- _WHAT IS REQUIRED_
Convert the records between the line holding "of the teal" and the line holding "of the backpack", inclusive, into a Markdown table with the columns n and Line, one row per line, numbered in order and skipping blank lines.

- _DATA SUPPLIED_

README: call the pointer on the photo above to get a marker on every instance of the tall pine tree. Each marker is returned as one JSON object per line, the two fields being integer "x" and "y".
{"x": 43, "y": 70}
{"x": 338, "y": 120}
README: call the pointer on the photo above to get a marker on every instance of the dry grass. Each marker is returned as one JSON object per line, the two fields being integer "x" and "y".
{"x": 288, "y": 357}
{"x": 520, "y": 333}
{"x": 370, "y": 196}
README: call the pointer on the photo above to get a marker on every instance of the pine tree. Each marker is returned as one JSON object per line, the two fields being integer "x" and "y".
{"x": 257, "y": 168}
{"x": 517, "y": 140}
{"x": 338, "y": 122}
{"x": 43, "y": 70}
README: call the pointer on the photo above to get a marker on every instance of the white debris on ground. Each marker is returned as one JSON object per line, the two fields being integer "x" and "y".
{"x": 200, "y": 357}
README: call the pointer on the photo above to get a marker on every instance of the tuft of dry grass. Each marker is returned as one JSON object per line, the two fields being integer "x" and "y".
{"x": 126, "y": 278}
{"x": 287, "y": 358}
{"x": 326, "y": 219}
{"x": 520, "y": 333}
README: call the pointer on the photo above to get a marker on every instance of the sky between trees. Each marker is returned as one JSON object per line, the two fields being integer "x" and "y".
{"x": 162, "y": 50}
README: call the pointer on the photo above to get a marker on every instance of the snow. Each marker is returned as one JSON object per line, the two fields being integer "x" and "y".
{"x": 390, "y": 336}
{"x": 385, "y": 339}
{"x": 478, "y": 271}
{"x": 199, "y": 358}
---
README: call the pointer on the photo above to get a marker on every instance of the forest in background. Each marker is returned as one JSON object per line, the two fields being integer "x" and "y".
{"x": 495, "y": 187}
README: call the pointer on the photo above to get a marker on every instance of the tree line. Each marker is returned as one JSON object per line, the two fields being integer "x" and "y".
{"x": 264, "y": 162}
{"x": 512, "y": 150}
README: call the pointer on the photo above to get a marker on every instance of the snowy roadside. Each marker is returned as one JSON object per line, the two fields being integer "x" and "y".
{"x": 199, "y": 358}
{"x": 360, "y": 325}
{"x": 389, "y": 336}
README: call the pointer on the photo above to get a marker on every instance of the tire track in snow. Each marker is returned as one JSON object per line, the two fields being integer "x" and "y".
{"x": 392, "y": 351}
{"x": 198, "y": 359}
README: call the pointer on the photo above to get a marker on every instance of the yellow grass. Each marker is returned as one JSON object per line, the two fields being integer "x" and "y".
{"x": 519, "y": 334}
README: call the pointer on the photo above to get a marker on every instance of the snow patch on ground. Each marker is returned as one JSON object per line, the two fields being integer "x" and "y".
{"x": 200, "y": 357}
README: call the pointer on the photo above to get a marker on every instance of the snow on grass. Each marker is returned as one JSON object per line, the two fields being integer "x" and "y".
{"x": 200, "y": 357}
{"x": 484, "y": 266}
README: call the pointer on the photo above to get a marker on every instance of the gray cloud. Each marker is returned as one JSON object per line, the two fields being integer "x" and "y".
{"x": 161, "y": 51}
--
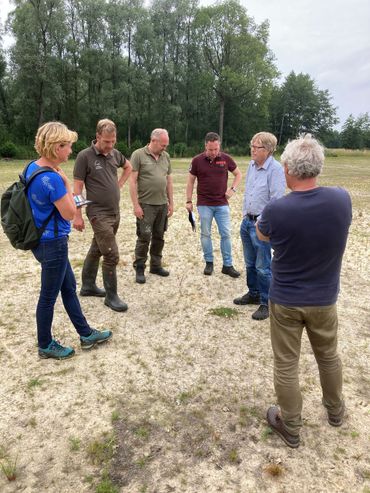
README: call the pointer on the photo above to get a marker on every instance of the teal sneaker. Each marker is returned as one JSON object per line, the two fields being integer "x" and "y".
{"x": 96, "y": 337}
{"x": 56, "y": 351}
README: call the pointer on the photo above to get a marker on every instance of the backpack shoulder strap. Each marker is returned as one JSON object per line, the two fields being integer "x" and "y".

- _ANSWER TO THE EXERCISE_
| n | Line |
|---|---|
| 1 | README: call the pointer on the photo above to get a marker on every instance of the teal sneaker. Each marker is returned as one JSON object per line, the two fields being integer "x" and "y". |
| 2 | {"x": 96, "y": 337} |
| 3 | {"x": 56, "y": 351} |
| 4 | README: call the pointer on the photo above to get a marker on every instance of the backpack shoulder strap. Each marker is returned as one JSON object per line, the two fields being integer "x" and "y". |